#### Exercise prompt:
Turn every line of the listing below into a numbered list, skipping any blank lines.

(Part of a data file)
>> begin

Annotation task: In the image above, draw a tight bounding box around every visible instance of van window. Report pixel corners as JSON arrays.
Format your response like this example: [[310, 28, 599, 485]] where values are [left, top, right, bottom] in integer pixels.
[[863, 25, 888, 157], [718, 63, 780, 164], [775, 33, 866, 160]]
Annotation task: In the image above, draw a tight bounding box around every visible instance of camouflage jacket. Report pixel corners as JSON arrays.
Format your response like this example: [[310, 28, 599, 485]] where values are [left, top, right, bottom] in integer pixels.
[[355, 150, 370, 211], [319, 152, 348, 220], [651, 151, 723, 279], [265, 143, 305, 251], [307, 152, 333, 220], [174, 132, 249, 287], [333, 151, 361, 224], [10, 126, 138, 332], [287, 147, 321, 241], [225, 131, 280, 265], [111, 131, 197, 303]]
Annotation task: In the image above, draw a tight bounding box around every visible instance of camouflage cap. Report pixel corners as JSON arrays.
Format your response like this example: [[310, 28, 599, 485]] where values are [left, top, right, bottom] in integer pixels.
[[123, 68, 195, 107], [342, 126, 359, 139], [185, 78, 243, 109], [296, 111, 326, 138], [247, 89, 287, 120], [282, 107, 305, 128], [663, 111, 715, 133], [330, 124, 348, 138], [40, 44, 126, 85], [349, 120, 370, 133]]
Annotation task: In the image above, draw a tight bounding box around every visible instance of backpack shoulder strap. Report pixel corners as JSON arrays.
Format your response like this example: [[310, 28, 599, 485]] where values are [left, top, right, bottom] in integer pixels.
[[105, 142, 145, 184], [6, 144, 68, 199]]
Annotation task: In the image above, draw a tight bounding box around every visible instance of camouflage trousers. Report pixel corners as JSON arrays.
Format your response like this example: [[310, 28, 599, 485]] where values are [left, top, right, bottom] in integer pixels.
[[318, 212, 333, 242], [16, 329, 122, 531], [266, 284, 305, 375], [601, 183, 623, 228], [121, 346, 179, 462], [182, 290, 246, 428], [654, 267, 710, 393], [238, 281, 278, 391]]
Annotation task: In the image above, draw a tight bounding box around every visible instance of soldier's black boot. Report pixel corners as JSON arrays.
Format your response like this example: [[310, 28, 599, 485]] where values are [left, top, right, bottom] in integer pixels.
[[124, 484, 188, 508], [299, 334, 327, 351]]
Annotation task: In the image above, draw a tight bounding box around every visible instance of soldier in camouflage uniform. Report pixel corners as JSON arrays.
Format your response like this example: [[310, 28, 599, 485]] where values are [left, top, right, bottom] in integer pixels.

>> end

#### Reply:
1. Annotation task: In the image above, draw a tight bounding box around every visible instance of van window. Report pixel corners as JSON arrays.
2. Format your response like this example: [[310, 28, 599, 485]] where values are [left, top, right, bottom] in integer pixels.
3. [[863, 25, 888, 157], [718, 63, 780, 164], [775, 33, 866, 160]]
4. Annotation task: In the image above, draw a tight bounding box around every visible instance of camouflage jacket. Report pixel corners as JSON arrays.
5. Format your response like this example: [[310, 28, 599, 485]] where values are [left, top, right, bottom] in integer pixels.
6. [[355, 150, 370, 211], [319, 152, 348, 220], [651, 151, 723, 279], [265, 143, 305, 251], [307, 152, 333, 220], [174, 132, 249, 287], [333, 151, 361, 224], [10, 126, 138, 332], [287, 147, 321, 241], [225, 131, 280, 265], [111, 131, 197, 303]]
7. Annotation task: In the image above, draw a tight bounding box around every visible instance of camouflage cap. Report pixel corners as JSON arrays.
8. Format your response like this example: [[310, 28, 599, 485]] where values are [left, top, right, bottom] in integer pixels.
9. [[123, 68, 195, 107], [342, 126, 359, 139], [185, 78, 243, 109], [296, 111, 326, 138], [247, 89, 287, 120], [282, 107, 305, 128], [663, 111, 715, 133], [330, 124, 348, 138], [40, 44, 126, 85], [349, 120, 370, 133]]
10. Annotation task: In the image above, draw a tight bounding box around every visible instance of backpack shoulder strap. Report pixel corners as JSON arrays.
11. Format your response like this example: [[310, 28, 599, 485]] where values are [left, top, right, bottom] in integer pixels.
12. [[105, 142, 145, 184], [6, 144, 68, 199]]
13. Annotation task: In the image above, draw a tight bounding box around every visible instance of camouflage trousers. Report pixel corners as JSON arrays.
14. Format your response like this example: [[310, 28, 599, 485]] where values are [left, top, right, bottom] in integer pixels.
15. [[318, 212, 333, 242], [16, 329, 122, 531], [266, 284, 305, 375], [601, 183, 623, 228], [121, 346, 179, 462], [182, 290, 246, 428], [654, 267, 710, 393], [238, 281, 278, 391]]
16. Annotation task: In the image above, draw a tight bounding box around every visible instance of soldier's black boot. Report pixel corners as JSON arrays.
17. Format your response like this example: [[310, 28, 599, 485]] where values are [left, top, right, bottom] in integer pixels.
18. [[124, 484, 188, 508], [299, 334, 327, 351]]
19. Annotation task: In the image above, draw a tight bounding box around every visible instance of soldier in camouflage uniform. Report pixel corners as JSON arrays.
20. Format your response like this example: [[310, 28, 599, 485]] where values are [left, top, right, bottom] in integer pixels.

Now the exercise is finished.